**Point localization data**
-------------------------
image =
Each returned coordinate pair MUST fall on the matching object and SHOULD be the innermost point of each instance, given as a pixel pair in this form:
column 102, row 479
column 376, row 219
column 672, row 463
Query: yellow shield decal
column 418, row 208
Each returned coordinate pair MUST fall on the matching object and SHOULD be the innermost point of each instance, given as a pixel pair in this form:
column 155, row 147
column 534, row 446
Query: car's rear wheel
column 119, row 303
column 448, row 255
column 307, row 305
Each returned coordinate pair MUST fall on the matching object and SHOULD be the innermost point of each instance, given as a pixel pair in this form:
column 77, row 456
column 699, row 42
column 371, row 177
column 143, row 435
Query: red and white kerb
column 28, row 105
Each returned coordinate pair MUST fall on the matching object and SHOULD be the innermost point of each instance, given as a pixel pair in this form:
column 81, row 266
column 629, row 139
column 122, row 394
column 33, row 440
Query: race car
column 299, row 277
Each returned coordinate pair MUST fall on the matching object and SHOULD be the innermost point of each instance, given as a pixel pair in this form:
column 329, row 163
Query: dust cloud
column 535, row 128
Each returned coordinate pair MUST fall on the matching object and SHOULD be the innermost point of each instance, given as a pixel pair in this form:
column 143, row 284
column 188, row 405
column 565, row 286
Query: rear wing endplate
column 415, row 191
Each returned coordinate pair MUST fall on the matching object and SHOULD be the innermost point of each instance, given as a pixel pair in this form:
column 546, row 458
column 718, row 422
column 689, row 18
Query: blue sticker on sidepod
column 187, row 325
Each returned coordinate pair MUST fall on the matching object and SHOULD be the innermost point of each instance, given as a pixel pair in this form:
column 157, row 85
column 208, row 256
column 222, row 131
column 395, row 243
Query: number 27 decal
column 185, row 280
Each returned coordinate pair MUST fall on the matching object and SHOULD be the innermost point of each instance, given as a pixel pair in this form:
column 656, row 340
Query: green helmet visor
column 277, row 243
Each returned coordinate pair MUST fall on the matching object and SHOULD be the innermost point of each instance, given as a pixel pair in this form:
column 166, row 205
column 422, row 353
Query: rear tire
-------------------------
**What this task involves**
Only this range is to be output: the line that contains "column 699, row 42" through the last line of the records above, both inclusive.

**Solution to the problem**
column 699, row 42
column 371, row 177
column 143, row 435
Query: red and white kerb
column 28, row 105
Each returned coordinate pair MUST fall on the matching object and SHOULD be the innermost point of each instance, given as a pixel pair in this form:
column 81, row 266
column 629, row 139
column 122, row 394
column 33, row 440
Query: race car
column 299, row 277
Each returned coordinate pair MUST fall on the matching object and SHOULD be the innermost point of each instance, given as a pixel pair in this form:
column 329, row 163
Query: dust cloud
column 535, row 128
Each returned coordinate pair MUST fall on the matching object and SHOULD be the innermost point of each instance, given as a pixel pair in this form:
column 143, row 284
column 188, row 405
column 565, row 286
Query: rear wing endplate
column 415, row 191
Each returned coordinate pair MUST fall on the matching object and SHOULD be the innermost point of each instance, given as a pixel pair in this form:
column 546, row 458
column 718, row 422
column 689, row 18
Query: blue sticker on sidepod
column 187, row 325
Each returned coordinate pair MUST fall on the matching object and SHOULD be the innermost point of each instance, given as a pixel pair in this form:
column 157, row 85
column 208, row 256
column 222, row 131
column 395, row 243
Query: number 27 decal
column 185, row 280
Each returned coordinate pair MUST fall on the matching object and SHOULD be the innermost point of each instance, given as a pixel pair in this form:
column 656, row 340
Query: green helmet visor
column 277, row 243
Each returned coordinate pair MUST fall on the matching object and SHOULD be the innermost point of each instance, given as a pixel pair in this form:
column 166, row 205
column 422, row 353
Query: rear tire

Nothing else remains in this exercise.